Problem: Copy out each line of the material below word for word, leaving out the pictures.

Dataset content:
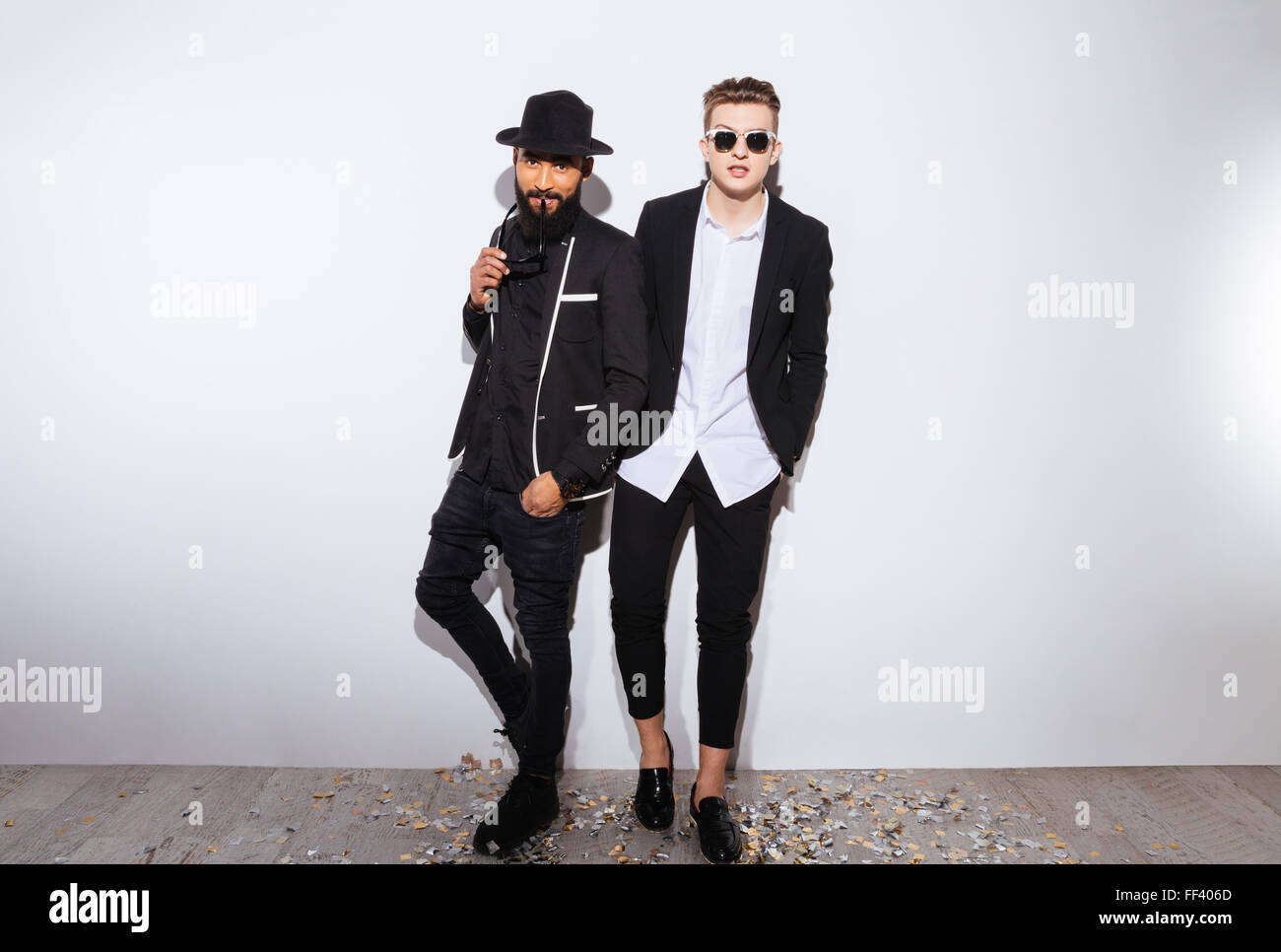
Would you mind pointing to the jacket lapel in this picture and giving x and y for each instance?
(680, 261)
(555, 269)
(772, 255)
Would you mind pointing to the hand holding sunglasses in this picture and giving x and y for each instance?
(757, 140)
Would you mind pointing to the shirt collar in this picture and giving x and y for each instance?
(759, 226)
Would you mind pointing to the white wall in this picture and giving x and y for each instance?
(126, 161)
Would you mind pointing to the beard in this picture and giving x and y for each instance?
(558, 223)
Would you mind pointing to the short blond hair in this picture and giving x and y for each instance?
(746, 90)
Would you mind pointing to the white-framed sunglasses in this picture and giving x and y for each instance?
(757, 140)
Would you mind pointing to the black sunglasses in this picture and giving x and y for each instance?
(757, 140)
(538, 257)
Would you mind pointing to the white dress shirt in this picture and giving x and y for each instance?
(713, 414)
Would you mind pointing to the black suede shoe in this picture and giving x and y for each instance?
(654, 802)
(529, 806)
(717, 832)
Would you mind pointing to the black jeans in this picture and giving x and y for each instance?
(730, 547)
(473, 523)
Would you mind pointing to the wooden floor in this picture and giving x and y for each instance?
(1136, 815)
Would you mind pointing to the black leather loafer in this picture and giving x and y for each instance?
(528, 807)
(717, 832)
(654, 802)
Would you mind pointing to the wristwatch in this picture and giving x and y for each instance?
(569, 487)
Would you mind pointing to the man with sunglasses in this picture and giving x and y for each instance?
(556, 314)
(737, 287)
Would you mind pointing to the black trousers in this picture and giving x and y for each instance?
(474, 521)
(730, 547)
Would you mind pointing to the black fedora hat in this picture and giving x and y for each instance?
(558, 123)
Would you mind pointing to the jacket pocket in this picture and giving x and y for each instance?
(577, 320)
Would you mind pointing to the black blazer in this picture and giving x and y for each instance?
(594, 351)
(786, 338)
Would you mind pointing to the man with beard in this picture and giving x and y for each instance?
(558, 318)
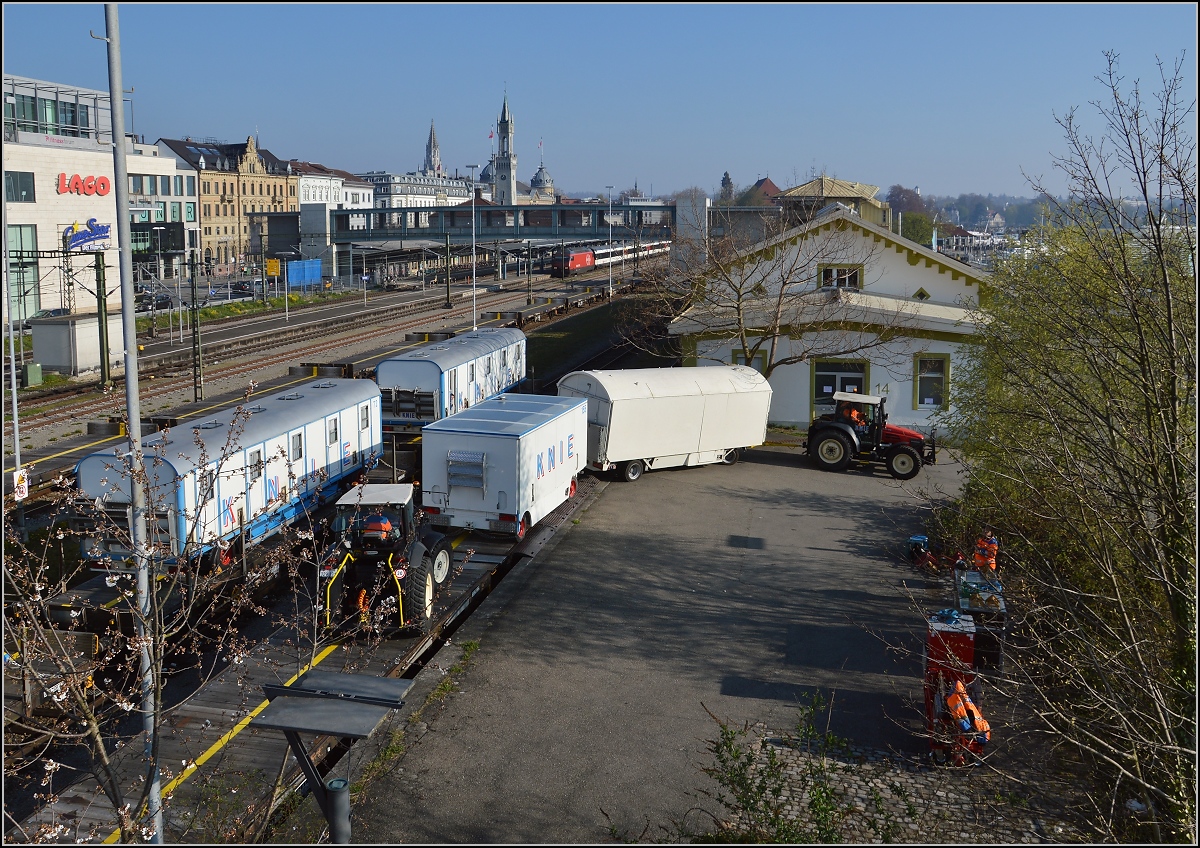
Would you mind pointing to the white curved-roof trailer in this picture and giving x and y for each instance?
(441, 378)
(645, 419)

Result:
Would you mind pointing to the jacket lapel in this picture and giving x and y for each instance?
(680, 261)
(555, 269)
(772, 255)
Would you mind pointing to the hand holding sunglasses in this picture and giving x and y for each instance?
(757, 140)
Would you mind pointing to the shirt collar in this picture and giving x and y for each instance?
(759, 226)
Would you mind pointing to the white wall in this picture and giving x and y for each instance?
(126, 161)
Would you mind pointing to the beard in this picture and giving x and y for each instance?
(558, 223)
Would you mind pointing to the short blond hair in this picture and giving x and y for each instance?
(746, 90)
Would you mind pointing to the white-framed sunglasses in this picture and giving x and y for each instance?
(757, 140)
Would you mind pointing to the black sunglasses in this picture and giving x and y for each instance?
(757, 140)
(538, 257)
Would you mind pointing to the white dress shirt in this picture and giving x and y for each instance?
(713, 414)
Would you mind pointing to the black suede shoe in this picture and giving x and y for each instance?
(654, 802)
(529, 806)
(717, 832)
Would you mind pointing to the black jeans in this picture and giving x and y for each instance?
(730, 547)
(473, 523)
Would you mind pointing to the wooden floor in this picture and giving x and y for each instance?
(1136, 815)
Would you mind pointing to the black leather loafer in this picture and giving x and y for each instance?
(528, 807)
(717, 832)
(654, 802)
Would you mind pointing to the wristwatch in this picture and giving x and y for each instance?
(569, 487)
Would you mind pointing to the man with sunglasses in this picture and giving x and y for each instance?
(556, 314)
(737, 287)
Would you mind pointing to the black trousers in this picture and giving x and y for each instance?
(474, 521)
(730, 547)
Would you mind pointing to the black fedora hat in this picture and giving x and y for each instance?
(558, 123)
Would you mind pointing to the jacket pocket in this picture and giving x and y for each instance?
(577, 320)
Would you mind pointing to the black blazer in this picture and giving x and y for each instance?
(594, 351)
(786, 338)
Would you mind pointing to the man with beard in this picture and giving x and y for each instance?
(558, 318)
Would you mind pointing to the white curved-roof trailer in this picture and giving x and y for each instance?
(441, 378)
(645, 419)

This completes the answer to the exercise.